- [Quoted passage]:
# 1930s house, new service, old clad wiring, dimming lights



## borzym60 (Nov 6, 2014)

I have a house with newer service and main box, all new breakers, which are tied into the old existing metal clad/BX wiring and some newer romex. 

When heavy appliances turn on, despite being on a entirely different breaker, all the lights momentarily dim no matter what room your in.

Is this a grounding issue because the ground is carried through the metal sheathing around the clad wiring which is old and deteriorating? 

The house has 100a service at the main.


----------



## wildleg (Apr 12, 2009)

no .


----------



## macmikeman (Jan 23, 2007)

It is not all that unusual to see that on 100 amp services in old houses, small poco transformer coupled with distance to house and a few other factors could be dropping the voltage when motors or large loads are energized.


----------



## duaneb (Nov 4, 2014)

had similar problem found bolt in meter socket connecting the neutral was deteriating causing unbalanced loads


----------



## retiredsparktech (Mar 8, 2011)

macmikeman said:


> It is not all that unusual to see that on 100 amp services in old houses, small poco transformer coupled with distance to house and a few other factors could be dropping the voltage when motors or large loads are energized.


I've seen, where just the service was changed from 60 to 100 amps and the service drop POA was OK, the utility would just reconnect, the new service feeders to the existing drop. I gauged the wire and it was something like #7 aluminum. I know that the drop is in free air and has more ampacity, but I believe it has too much voltage drop, under heavy loads.


----------



## pete87 (Oct 22, 2012)

Get rid of that Old Refrigerator you got . It will drain Hover Dam when it cycles .

- [Given information]:
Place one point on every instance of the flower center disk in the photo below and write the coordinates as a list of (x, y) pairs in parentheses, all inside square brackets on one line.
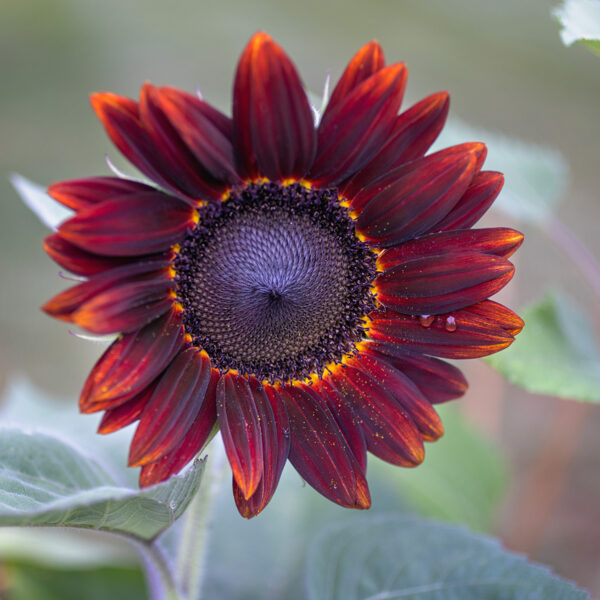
[(274, 282)]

- [Goals]:
1) In the forum thread about dimming lights, what size did retiredsparktech find the existing service drop wire to be?
2) Carry on the forum thread about dimming lights from its last post.

- [Results of the exercise]:
1) Something like #7 aluminum.

2)
Pete


----------



## The_Modifier (Oct 24, 2009)

> *About borzym60*
> What is your electrical related field/trade:
> contractor


Just for curiosities sake, what type of contractor are you?


----------



## 1.21gigawatts (Jun 22, 2013)

Record the voltage sag at the panel when these loads start, to see if it may a transformer issue. Run a temp feed to a large appliance and fire that bitch up to see if there is no dimming indicating its a wiring issue (voltage drop from high impedance)Measure the voltage at the load while running, to see if your getting voltage drop on the branch.

If these are older appliances with compressors, I would expect some dimming.


----------



## FrunkSlammer (Aug 31, 2013)

Only an apprentice or non electrician wouldn't know why the lights dim when a heavy load kicks on. 

This don't pass the sniff test... unless it's an apprentice.


----------



## chicken steve (Mar 22, 2011)

~CS~


----------



## North Coast Lights (Apr 20, 2011)

Check voltages at the main panel under load, and measure each leg to neutral, to make sure they are equal. I've had some interesting problems with poor neutral connections to the panel.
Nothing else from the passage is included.